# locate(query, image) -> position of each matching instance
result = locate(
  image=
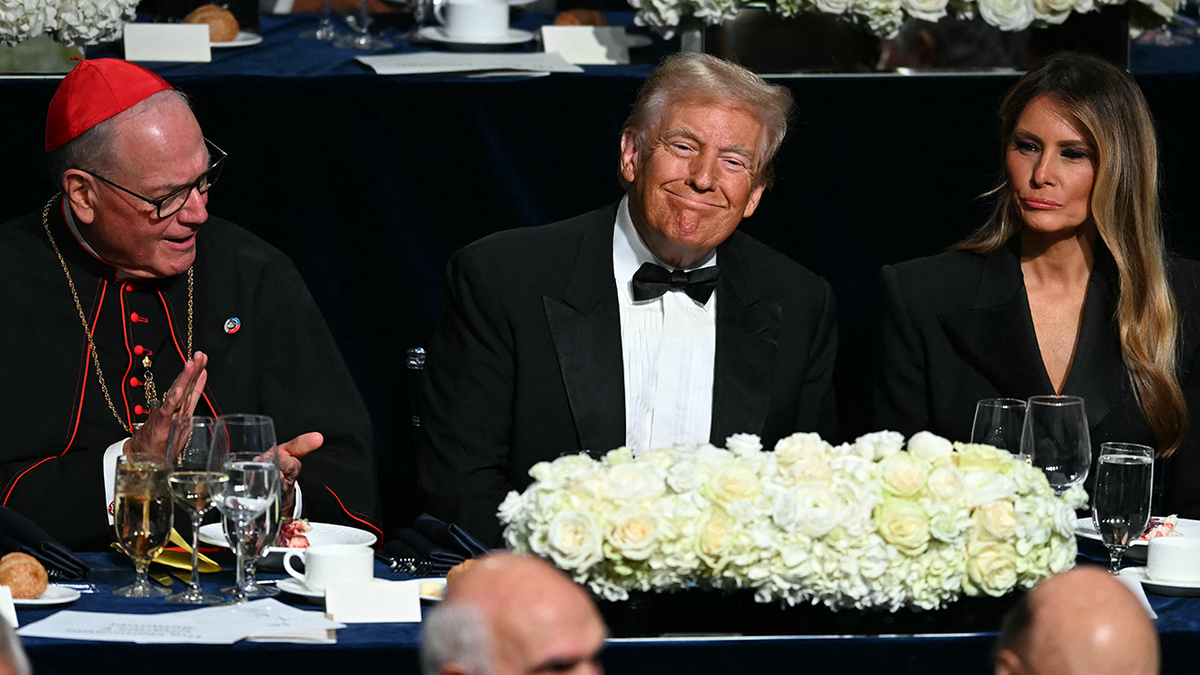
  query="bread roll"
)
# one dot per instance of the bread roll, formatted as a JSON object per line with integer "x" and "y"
{"x": 222, "y": 27}
{"x": 24, "y": 575}
{"x": 581, "y": 17}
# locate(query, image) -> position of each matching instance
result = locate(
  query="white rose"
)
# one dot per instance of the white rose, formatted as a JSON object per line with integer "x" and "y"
{"x": 743, "y": 444}
{"x": 633, "y": 533}
{"x": 879, "y": 444}
{"x": 573, "y": 541}
{"x": 1007, "y": 15}
{"x": 633, "y": 481}
{"x": 985, "y": 487}
{"x": 930, "y": 447}
{"x": 820, "y": 511}
{"x": 927, "y": 10}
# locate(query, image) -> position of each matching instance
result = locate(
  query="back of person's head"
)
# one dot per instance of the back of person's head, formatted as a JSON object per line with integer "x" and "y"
{"x": 703, "y": 78}
{"x": 1079, "y": 622}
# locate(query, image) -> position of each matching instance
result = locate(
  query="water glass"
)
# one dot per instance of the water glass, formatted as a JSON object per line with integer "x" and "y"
{"x": 999, "y": 423}
{"x": 1056, "y": 440}
{"x": 1125, "y": 478}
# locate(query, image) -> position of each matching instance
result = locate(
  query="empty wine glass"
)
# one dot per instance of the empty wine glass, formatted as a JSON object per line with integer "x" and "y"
{"x": 363, "y": 39}
{"x": 1125, "y": 478}
{"x": 1055, "y": 437}
{"x": 142, "y": 518}
{"x": 245, "y": 451}
{"x": 999, "y": 423}
{"x": 192, "y": 483}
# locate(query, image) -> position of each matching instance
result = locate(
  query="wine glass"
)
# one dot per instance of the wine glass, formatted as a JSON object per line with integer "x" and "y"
{"x": 324, "y": 30}
{"x": 999, "y": 423}
{"x": 363, "y": 39}
{"x": 245, "y": 449}
{"x": 1055, "y": 437}
{"x": 1125, "y": 478}
{"x": 192, "y": 483}
{"x": 142, "y": 519}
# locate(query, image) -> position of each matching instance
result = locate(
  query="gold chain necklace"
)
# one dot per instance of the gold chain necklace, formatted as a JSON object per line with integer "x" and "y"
{"x": 148, "y": 377}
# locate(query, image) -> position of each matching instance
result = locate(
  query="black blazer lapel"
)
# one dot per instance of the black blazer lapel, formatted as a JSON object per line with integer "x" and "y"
{"x": 747, "y": 338}
{"x": 585, "y": 326}
{"x": 996, "y": 333}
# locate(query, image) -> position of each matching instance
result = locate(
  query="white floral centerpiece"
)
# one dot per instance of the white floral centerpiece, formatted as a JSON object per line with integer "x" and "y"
{"x": 71, "y": 22}
{"x": 869, "y": 524}
{"x": 885, "y": 17}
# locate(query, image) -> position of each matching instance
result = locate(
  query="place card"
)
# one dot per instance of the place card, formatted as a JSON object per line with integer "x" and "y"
{"x": 587, "y": 45}
{"x": 167, "y": 42}
{"x": 373, "y": 602}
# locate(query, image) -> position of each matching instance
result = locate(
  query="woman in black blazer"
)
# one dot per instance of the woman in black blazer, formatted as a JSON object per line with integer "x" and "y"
{"x": 1066, "y": 288}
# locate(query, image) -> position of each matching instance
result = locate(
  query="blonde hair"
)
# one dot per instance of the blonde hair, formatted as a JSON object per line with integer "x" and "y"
{"x": 1109, "y": 106}
{"x": 701, "y": 77}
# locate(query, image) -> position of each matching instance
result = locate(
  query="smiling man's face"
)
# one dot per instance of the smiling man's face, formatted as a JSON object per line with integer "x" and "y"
{"x": 159, "y": 148}
{"x": 693, "y": 178}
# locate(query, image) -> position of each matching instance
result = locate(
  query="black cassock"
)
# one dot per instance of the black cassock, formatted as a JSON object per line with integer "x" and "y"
{"x": 269, "y": 352}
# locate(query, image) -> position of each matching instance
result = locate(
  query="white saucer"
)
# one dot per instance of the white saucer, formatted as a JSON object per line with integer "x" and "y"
{"x": 245, "y": 39}
{"x": 1183, "y": 589}
{"x": 513, "y": 36}
{"x": 52, "y": 596}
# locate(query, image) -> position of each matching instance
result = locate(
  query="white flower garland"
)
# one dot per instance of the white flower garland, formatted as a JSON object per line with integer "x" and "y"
{"x": 869, "y": 524}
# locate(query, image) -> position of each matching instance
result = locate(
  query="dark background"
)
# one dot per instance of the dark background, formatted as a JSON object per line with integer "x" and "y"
{"x": 370, "y": 183}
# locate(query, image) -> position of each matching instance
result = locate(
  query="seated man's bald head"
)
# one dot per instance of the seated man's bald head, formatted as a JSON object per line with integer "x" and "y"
{"x": 1079, "y": 622}
{"x": 528, "y": 616}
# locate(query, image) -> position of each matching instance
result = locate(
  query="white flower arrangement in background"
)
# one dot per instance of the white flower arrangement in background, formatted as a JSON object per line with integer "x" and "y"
{"x": 885, "y": 17}
{"x": 71, "y": 22}
{"x": 869, "y": 524}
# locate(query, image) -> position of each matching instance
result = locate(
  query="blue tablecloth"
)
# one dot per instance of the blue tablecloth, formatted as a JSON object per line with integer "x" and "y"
{"x": 393, "y": 647}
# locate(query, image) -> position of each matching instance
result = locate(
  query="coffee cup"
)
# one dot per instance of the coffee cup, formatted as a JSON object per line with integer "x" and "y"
{"x": 473, "y": 19}
{"x": 327, "y": 563}
{"x": 1174, "y": 560}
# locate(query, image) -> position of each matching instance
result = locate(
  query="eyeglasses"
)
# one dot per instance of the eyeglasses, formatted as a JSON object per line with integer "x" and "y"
{"x": 172, "y": 203}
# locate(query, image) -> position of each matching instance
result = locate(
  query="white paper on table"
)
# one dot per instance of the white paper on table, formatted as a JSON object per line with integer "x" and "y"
{"x": 209, "y": 626}
{"x": 588, "y": 45}
{"x": 377, "y": 601}
{"x": 426, "y": 63}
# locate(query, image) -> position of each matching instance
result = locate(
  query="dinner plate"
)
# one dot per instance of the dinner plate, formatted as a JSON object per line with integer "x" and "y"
{"x": 511, "y": 36}
{"x": 245, "y": 39}
{"x": 1185, "y": 589}
{"x": 52, "y": 596}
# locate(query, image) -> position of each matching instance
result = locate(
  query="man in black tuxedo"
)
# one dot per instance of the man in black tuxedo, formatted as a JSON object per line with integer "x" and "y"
{"x": 617, "y": 327}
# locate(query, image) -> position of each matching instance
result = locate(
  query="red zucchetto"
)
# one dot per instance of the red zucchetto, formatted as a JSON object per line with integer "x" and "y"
{"x": 94, "y": 91}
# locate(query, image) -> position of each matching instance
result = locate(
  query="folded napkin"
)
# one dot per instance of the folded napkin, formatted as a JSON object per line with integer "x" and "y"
{"x": 431, "y": 539}
{"x": 19, "y": 535}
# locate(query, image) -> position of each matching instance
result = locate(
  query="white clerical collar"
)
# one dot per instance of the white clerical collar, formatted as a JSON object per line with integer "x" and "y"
{"x": 629, "y": 252}
{"x": 69, "y": 215}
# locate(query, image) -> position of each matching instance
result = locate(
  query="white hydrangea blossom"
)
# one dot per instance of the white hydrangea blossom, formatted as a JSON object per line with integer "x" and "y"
{"x": 862, "y": 525}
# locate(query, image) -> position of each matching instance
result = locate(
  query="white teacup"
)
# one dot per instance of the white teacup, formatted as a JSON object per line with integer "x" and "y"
{"x": 325, "y": 563}
{"x": 1174, "y": 560}
{"x": 473, "y": 19}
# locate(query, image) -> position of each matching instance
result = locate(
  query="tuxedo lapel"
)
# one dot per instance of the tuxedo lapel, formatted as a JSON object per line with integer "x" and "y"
{"x": 996, "y": 333}
{"x": 747, "y": 338}
{"x": 1097, "y": 372}
{"x": 585, "y": 326}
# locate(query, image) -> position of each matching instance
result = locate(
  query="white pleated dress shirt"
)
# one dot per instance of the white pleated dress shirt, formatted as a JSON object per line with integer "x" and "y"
{"x": 669, "y": 345}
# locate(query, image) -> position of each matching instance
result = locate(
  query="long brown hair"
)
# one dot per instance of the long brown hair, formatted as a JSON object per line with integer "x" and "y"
{"x": 1108, "y": 103}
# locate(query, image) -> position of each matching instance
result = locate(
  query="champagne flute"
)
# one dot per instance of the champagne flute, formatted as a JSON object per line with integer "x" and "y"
{"x": 142, "y": 519}
{"x": 246, "y": 451}
{"x": 192, "y": 483}
{"x": 1125, "y": 478}
{"x": 1055, "y": 437}
{"x": 999, "y": 423}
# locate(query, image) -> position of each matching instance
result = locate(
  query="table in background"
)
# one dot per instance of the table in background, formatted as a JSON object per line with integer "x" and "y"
{"x": 393, "y": 647}
{"x": 370, "y": 183}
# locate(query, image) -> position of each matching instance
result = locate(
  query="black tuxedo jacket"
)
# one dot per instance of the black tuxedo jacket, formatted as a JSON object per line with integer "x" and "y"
{"x": 526, "y": 363}
{"x": 957, "y": 328}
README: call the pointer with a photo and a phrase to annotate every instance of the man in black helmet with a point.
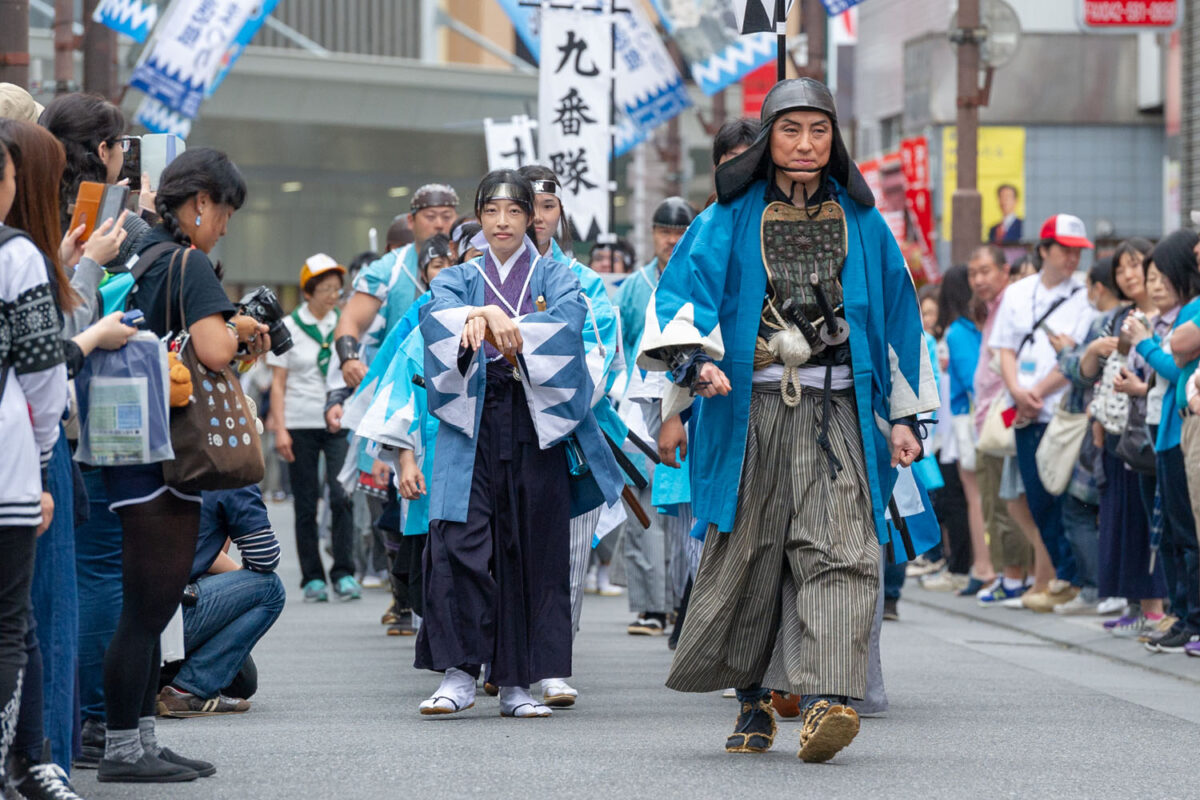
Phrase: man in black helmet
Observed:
(789, 310)
(645, 549)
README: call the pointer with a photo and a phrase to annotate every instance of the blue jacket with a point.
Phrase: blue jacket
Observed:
(711, 295)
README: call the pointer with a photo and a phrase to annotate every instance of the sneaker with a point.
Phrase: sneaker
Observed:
(1165, 626)
(40, 781)
(315, 591)
(179, 705)
(827, 729)
(93, 737)
(148, 769)
(891, 613)
(1129, 627)
(647, 625)
(997, 594)
(922, 565)
(1056, 594)
(347, 588)
(1174, 643)
(1111, 606)
(403, 624)
(755, 728)
(1078, 607)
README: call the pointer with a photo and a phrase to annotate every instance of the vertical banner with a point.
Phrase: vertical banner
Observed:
(574, 84)
(649, 88)
(707, 34)
(135, 18)
(189, 50)
(157, 118)
(509, 143)
(1001, 176)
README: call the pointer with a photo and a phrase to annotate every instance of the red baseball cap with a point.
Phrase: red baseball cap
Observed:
(1066, 229)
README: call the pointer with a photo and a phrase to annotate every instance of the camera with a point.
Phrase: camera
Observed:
(263, 306)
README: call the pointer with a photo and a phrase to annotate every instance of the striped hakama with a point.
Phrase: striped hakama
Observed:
(799, 570)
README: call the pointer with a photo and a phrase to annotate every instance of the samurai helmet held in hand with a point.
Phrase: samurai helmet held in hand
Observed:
(673, 212)
(735, 176)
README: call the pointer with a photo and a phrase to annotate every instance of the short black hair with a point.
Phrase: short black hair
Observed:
(735, 133)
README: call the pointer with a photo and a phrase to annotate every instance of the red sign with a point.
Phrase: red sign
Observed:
(1119, 16)
(755, 86)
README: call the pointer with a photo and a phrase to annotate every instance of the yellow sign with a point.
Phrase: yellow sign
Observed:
(1001, 163)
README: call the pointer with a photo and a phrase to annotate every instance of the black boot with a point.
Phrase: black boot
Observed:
(755, 728)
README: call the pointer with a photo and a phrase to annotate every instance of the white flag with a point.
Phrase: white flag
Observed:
(574, 107)
(759, 16)
(509, 143)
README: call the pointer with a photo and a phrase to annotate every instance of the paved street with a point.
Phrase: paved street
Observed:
(977, 710)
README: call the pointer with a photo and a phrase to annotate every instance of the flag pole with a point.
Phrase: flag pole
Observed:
(781, 35)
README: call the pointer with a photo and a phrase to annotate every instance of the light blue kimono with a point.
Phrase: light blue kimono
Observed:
(633, 298)
(553, 371)
(711, 295)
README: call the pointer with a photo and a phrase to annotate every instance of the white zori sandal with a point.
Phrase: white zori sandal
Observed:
(516, 702)
(456, 693)
(557, 693)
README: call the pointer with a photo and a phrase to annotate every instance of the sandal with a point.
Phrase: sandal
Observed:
(431, 708)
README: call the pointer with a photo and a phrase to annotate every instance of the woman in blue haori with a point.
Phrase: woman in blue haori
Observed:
(515, 415)
(601, 332)
(789, 308)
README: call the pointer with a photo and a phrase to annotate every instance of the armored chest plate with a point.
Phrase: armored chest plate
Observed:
(797, 245)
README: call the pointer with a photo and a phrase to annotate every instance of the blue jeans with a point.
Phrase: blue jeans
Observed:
(1045, 507)
(232, 613)
(99, 573)
(1080, 522)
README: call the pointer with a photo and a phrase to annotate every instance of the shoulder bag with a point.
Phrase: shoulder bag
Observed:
(215, 439)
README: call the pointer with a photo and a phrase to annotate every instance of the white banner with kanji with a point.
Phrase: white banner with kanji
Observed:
(574, 102)
(509, 143)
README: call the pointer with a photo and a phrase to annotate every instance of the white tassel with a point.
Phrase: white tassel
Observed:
(790, 347)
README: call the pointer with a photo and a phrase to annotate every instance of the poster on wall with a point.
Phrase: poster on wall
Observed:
(903, 193)
(1001, 180)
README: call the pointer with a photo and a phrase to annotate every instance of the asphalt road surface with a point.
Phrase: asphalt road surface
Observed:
(976, 710)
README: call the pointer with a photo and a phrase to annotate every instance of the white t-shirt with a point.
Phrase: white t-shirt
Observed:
(1024, 304)
(304, 403)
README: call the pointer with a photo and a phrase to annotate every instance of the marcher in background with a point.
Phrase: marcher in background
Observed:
(651, 595)
(298, 420)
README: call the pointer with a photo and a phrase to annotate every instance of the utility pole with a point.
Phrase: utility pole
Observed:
(15, 42)
(966, 206)
(65, 46)
(99, 54)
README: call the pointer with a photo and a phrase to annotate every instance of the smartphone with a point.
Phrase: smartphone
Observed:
(132, 169)
(87, 208)
(157, 150)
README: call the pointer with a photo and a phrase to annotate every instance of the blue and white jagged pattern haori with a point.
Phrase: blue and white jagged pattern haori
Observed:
(553, 382)
(451, 396)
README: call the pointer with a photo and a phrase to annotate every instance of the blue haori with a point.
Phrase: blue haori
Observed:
(553, 373)
(711, 296)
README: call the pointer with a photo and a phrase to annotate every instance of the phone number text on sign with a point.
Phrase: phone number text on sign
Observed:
(1139, 13)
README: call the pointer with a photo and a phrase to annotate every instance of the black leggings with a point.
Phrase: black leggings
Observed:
(157, 553)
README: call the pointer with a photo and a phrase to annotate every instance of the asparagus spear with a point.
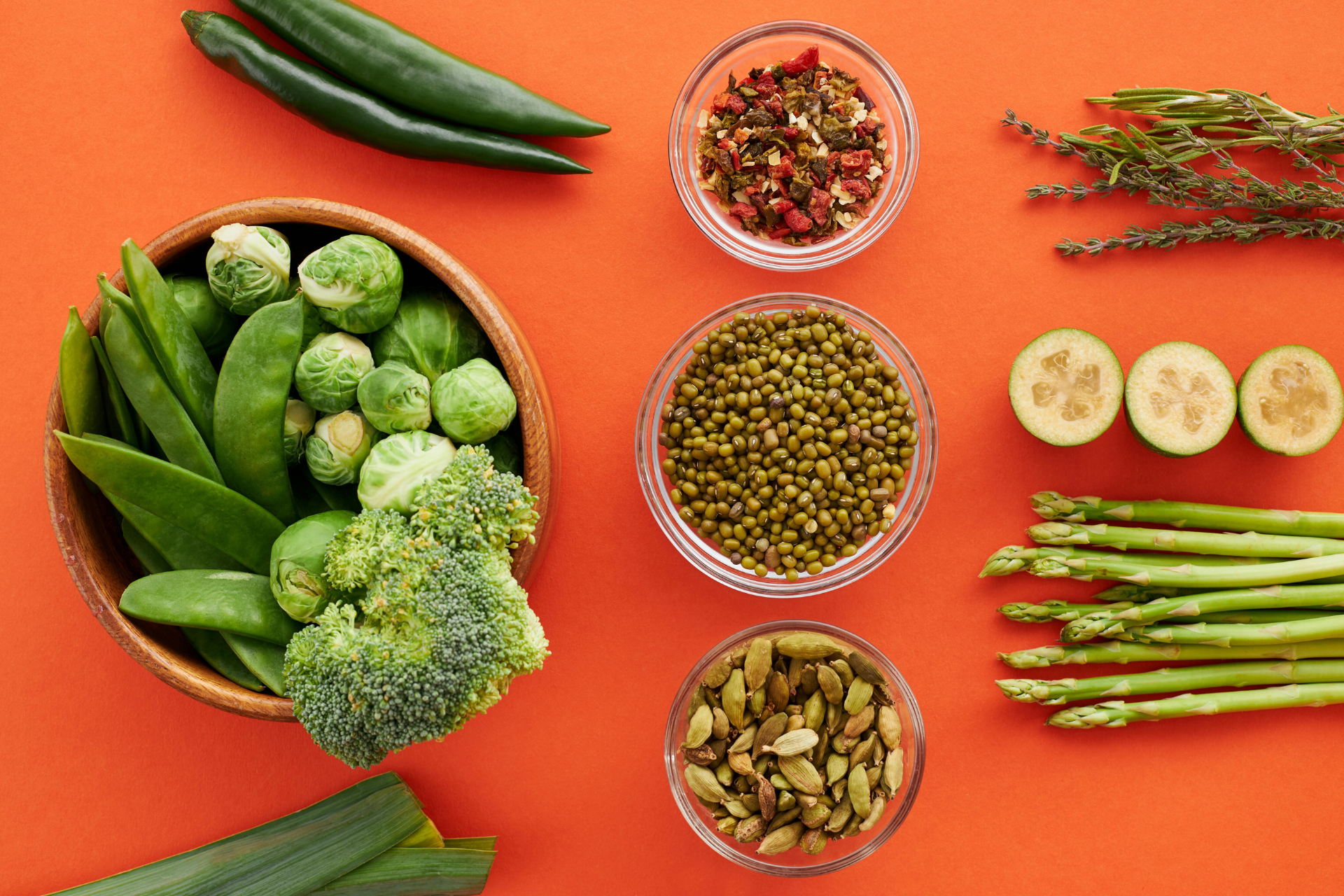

To do: Would you please give the number of lines in the data above that contain the string "chest"? Reply with that number only.

Task answer: 2